Se o dependente está lúcido e afirma que não quer parar e esta decisão não está sendo motivada unicamente pelo efeito da substância, teoricamente deveria ser respeitado o seu direito de não ser tratado “na marra”. Por outro lado, quando a pessoa diz que não quer parar, mas é evidente que seu juízo de valor está comprometido, está autorizada a internação involuntária.

Na prática, há relatos clínicos de pacientes internados para ambas as situações, mas a consequência é que o lúcido, mesmo após desintoxicação, continuará a pensar da mesma forma, ao passo que o prejudicado tem mais chances de recuperação ao recobrar as suas faculdades mentais após o período de desintoxicação.

A intenção do legislador de 2019, quando se soma com a lei de 2001, é reforçar a possibilidade da internação involuntária quando o uso abusivo compromete a capacidade mental.

OBJETIVO DA TAREFA
Reproduza sem nenhuma alteração todo o trecho do texto acima sobre internação involuntária, desde "A intenção do" até "a capacidade mental.".

[Dados de máscaras de segmentação]
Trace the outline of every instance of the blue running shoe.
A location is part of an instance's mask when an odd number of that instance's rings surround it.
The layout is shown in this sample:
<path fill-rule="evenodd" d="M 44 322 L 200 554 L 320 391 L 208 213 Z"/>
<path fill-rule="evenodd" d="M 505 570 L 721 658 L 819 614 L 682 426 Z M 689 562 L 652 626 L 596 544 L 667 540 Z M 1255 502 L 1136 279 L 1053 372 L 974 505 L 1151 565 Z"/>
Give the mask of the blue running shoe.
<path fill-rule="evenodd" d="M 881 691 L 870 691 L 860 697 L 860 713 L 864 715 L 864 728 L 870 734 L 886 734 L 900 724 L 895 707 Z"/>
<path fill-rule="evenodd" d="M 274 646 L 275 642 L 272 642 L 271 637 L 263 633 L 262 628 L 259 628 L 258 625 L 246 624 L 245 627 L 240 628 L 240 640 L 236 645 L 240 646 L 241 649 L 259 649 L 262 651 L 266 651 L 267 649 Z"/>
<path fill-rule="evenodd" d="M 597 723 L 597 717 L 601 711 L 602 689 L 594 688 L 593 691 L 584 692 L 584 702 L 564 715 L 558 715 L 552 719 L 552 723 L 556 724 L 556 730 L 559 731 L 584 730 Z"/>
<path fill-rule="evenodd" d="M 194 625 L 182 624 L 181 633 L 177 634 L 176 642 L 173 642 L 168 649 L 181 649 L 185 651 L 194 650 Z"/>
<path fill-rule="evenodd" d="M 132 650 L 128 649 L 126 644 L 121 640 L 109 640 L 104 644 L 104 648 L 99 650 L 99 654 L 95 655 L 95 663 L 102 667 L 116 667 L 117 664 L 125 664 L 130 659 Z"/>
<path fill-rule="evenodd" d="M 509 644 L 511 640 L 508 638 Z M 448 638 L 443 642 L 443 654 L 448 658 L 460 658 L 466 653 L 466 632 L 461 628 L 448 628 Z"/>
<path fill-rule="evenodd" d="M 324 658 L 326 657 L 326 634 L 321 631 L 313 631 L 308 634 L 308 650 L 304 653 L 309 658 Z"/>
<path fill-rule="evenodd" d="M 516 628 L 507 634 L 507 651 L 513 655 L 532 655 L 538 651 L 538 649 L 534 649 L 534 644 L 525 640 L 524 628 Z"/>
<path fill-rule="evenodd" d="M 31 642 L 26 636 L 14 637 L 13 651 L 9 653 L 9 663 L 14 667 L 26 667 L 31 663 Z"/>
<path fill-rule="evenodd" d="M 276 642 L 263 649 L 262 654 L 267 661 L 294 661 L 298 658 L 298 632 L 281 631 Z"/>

SUA RESPOSTA
A intenção do legislador de 2019, quando se soma com a lei de 2001, é reforçar a possibilidade da internação involuntária quando o uso abusivo compromete a capacidade mental.